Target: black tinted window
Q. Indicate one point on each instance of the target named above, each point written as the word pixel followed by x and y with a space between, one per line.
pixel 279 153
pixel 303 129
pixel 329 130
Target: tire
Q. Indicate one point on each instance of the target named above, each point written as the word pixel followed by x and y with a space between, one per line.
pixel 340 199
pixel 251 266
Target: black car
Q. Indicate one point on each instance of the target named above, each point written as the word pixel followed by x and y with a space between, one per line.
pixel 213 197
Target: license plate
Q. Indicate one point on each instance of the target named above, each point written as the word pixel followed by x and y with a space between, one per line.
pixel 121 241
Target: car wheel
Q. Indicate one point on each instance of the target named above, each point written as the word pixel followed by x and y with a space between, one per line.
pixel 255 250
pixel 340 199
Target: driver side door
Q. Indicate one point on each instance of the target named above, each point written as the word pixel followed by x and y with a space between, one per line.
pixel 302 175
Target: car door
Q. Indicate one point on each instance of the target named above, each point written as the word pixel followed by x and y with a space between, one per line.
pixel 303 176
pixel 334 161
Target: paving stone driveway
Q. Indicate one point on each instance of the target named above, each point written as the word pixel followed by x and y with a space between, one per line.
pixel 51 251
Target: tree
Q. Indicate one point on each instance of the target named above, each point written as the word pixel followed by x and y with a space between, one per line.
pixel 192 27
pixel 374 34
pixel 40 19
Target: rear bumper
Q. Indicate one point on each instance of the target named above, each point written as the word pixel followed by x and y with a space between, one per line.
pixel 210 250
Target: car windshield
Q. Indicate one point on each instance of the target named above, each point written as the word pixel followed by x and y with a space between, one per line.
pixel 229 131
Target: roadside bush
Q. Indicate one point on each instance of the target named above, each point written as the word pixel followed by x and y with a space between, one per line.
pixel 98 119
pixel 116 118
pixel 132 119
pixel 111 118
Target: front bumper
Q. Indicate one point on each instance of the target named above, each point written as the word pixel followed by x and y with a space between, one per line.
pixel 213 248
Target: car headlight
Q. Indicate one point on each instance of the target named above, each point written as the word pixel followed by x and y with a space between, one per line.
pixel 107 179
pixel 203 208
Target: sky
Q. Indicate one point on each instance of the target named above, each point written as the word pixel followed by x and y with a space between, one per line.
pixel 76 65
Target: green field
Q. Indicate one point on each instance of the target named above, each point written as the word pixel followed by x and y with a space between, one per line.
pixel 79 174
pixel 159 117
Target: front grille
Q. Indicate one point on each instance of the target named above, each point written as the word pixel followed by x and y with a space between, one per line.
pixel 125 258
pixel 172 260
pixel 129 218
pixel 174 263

What you have to do: Every record above must be set down again, word for word.

Task answer:
Target: black tinted window
Q. Indicate one point on each instance of the target named above, each point written as the word pixel followed by x and y with a space between, one per line.
pixel 279 153
pixel 303 129
pixel 329 130
Target: tire
Q. Indicate one point on each instance of the target named above, each point written as the word pixel followed by x and y with a space between, one per line.
pixel 340 199
pixel 251 266
Target: black car
Q. Indicate one point on each instance of the target named above, each point written as the word pixel followed by x and y with a space between, one per line.
pixel 213 197
Target: license plate
Q. Indicate one point on each instance of the target named above, each point written as the word pixel followed by x and y with a space between, one per line.
pixel 121 241
Target: car wheel
Q. Indicate one point on each instance of the target named above, each point written as the word pixel followed by x and y with a space between, one per line.
pixel 255 250
pixel 340 199
Target: driver side door
Q. Indicate one point on each instance of the target named above, each point written as the word pixel followed by x and y with a space between, one per line.
pixel 302 175
Target: car door
Q. Indicate one point on each instance of the target named above, each point written as the word pixel followed by x and y with a space between, one per line.
pixel 303 176
pixel 334 161
Target: paving stone driveway
Q. Indicate one point on each instance of the target named above, each point written as the word pixel followed by x and y with a space between, one per line.
pixel 51 251
Target: tree
Q. Indicate one point on each instance of the target named above, each point written as the word pixel followed by x and y with a space between, one per line.
pixel 192 27
pixel 374 34
pixel 40 19
Target: rear bumper
Q. Indicate one point on each instance of the target named above, each point written as the word pixel followed by x and y with a space between, one per line.
pixel 210 250
Target: car windshield
Q. Indicate one point on each instance of the target named above, each point written as the word pixel followed by x and y with a space between, one per line.
pixel 229 131
Target: roadside bush
Q. Indicate one point on each instance of the target named above, each point written as the word pixel followed by x and y with a space between, one per line.
pixel 98 119
pixel 116 118
pixel 132 119
pixel 111 118
Target: front bumper
Q. Indicate one point on each instance of the target named above, each point written as the word pixel followed by x and y with a space between, one per line.
pixel 213 248
Target: car headlight
Q. Indicate one point on each instance of the target named above, each point written as the word pixel followed by x and y with a space between, one per line.
pixel 107 179
pixel 203 208
Target: sky
Q. Indicate one point on each instance of the target named above, each point written as the word pixel followed by x and y with a space between, one per line.
pixel 76 65
Target: green field
Q. Indicate one point on each instance of the target named above, each point written as the word pixel followed by x and y with a space between, one per line.
pixel 79 174
pixel 159 117
Target: front grille
Q. Indicate one point on each instance of the target named above, each point written as the word pixel followed by x and y with a space between, one per line.
pixel 125 258
pixel 172 260
pixel 129 218
pixel 174 263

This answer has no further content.